→ **Your goal**
Answer these questions from the debate excerpt:
(a) Which amendment was withdrawn?
(b) Under Clause 77(3), how much notice does a statutory undertaker get?
(c) Between what hours does the Earl of Caithness say the farmer will probably be working?

→ **Selected text**
====

First, will Natural England reveal to levy payers which organisations—and, equally importantly, which qualified individuals—will be given responsibility for using that levy payers’ money to deliver relevant EDPs, so that levy payers can, as stakeholders, have confidence in delivery? Secondly, will such levy payers be able to communicate with these individuals or organisations to learn of and discuss progress? Thirdly, how, and by whom, will these individuals or organisations be held to account for the work that they do?

--- Later in debate ---
Earl of Caithness Portrait The Earl of Caithness (Con)
- Hansard - -

My Lords, I am grateful to the Minister. Can she confirm that Clause 76(3) refers only to EDPs?

Baroness Hayman of Ullock Portrait Baroness Hayman of Ullock (Lab)
- Hansard - - - Excerpts

I apologise—yes, it does.

Earl of Caithness Portrait The Earl of Caithness (Con)
- Hansard - -

My Lords, I am grateful. This has been very helpful. I beg leave to withdraw the amendment.

Amendment 319 withdrawn.
--- Later in debate ---
Moved by
321: Clause 77, page 109, line 10, after “unless” insert “21 days”
Member's explanatory statement
This amendment, and another in the name of Lord Cameron of Dillington to clause 77, seeks to ensure that both statutory undertakers and private individual land managers are given equal treatment as regards the powers of entry to be exercised by Natural England.
Earl of Caithness Portrait The Earl of Caithness (Con)
- Hansard - -

My Lords, we now turn to the very important question of the powers to enter for Britain’s new Rostekhnadzor, the dominant state operator. I find it rather terrifying that a Bill can be put before your Lordships’ House by people who seem to be so out of touch with the real world. In Clause 77(3), a statutory undertaker—most likely in this case to be Natural England—gets 21 days’ notice, whereas in any other case the notice is 24 hours.

I understand that Natural England does not visit its trees very often, if at all. They probably do not need much management once they get going. Perhaps there is a bit of thinning to do or a felling exercise, but the people can go home at a set time to their families. Natural England will get 21 days’ notice for the benefit of that position.

On the other hand, the farmer will be working on their farm outside probably from 6 am to 9 pm. Then they come home, start to do their emails and suddenly find that they have Natural England coming the next day and that there is absolutely nothing they can do about it. Why is there this prejudice against non-statutory undertakers? Why are they given such a short time?

====

→ **Entries shown**
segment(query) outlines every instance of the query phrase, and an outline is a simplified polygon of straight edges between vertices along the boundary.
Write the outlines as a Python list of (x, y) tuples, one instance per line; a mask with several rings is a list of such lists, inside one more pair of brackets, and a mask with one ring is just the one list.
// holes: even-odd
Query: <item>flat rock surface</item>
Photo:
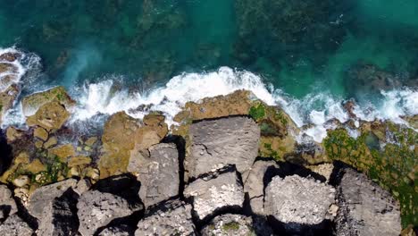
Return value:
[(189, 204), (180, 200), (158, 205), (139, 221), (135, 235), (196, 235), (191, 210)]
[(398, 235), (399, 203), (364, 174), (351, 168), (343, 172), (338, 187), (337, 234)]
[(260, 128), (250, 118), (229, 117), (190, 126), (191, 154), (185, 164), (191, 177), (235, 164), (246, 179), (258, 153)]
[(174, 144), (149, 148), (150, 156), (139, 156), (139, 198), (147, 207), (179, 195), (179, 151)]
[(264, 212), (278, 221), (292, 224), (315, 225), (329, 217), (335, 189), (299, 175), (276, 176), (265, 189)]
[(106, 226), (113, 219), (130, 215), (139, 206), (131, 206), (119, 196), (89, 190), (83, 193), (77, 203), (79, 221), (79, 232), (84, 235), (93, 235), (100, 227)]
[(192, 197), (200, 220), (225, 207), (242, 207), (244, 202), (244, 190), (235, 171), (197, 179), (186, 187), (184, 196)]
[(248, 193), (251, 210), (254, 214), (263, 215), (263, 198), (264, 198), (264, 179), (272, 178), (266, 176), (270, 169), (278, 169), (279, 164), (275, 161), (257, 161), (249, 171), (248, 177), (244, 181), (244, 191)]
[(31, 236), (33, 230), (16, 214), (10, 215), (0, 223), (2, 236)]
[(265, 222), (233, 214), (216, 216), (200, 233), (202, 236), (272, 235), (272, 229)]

====

→ **Answer to this exercise**
(a) Amendment 319.
(b) 21 days.
(c) From 6 am to 9 pm.